__Given data__
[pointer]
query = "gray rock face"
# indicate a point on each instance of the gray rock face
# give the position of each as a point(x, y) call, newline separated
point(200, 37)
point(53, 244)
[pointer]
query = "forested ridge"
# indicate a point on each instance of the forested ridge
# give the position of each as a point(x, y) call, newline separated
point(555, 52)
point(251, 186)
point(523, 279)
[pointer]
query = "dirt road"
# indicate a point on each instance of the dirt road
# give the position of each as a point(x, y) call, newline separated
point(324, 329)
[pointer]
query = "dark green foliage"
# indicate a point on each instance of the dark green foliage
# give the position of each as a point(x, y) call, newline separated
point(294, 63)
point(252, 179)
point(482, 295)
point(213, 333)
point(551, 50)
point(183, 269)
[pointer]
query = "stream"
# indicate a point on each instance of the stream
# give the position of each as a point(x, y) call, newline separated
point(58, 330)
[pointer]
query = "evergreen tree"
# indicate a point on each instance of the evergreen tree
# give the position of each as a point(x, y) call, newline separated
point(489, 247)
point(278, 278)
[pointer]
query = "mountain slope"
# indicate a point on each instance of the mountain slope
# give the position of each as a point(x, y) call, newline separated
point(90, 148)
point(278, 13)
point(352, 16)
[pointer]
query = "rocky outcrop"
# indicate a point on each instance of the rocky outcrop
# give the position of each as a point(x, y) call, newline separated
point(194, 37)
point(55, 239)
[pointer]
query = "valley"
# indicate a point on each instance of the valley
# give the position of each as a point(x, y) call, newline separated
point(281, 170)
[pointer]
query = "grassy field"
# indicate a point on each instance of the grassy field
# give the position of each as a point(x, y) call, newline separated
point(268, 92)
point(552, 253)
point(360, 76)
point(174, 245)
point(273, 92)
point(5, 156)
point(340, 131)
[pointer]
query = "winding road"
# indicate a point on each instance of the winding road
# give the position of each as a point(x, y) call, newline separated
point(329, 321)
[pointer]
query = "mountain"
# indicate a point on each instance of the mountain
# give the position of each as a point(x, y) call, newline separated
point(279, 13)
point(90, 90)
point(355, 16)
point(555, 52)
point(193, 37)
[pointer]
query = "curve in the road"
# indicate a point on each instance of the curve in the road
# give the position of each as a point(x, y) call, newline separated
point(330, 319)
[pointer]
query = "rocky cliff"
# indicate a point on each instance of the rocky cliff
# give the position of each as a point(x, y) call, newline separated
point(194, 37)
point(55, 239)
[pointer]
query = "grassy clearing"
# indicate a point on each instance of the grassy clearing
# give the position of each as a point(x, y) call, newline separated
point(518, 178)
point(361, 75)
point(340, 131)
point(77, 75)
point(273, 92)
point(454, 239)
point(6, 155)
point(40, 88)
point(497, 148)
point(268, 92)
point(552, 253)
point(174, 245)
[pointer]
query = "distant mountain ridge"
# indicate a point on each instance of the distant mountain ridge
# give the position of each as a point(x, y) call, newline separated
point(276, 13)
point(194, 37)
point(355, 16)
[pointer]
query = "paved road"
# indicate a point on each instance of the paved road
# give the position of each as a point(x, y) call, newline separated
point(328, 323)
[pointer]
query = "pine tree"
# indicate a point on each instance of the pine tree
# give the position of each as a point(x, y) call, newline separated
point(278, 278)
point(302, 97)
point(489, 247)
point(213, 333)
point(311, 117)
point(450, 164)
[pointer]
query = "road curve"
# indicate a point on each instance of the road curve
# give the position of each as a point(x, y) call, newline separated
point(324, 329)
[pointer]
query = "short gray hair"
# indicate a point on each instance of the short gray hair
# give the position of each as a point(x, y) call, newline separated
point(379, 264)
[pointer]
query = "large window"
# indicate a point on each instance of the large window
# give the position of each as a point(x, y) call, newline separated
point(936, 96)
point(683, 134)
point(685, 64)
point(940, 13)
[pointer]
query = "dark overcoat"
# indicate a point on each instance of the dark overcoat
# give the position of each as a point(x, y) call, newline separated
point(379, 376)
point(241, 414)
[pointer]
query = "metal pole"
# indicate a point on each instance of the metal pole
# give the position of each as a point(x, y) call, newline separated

__What the exercise asks__
Write out every line of the preceding listing that contains "large".

__Completed exercise__
query = "large window"
# indicate a point on each instance of the large window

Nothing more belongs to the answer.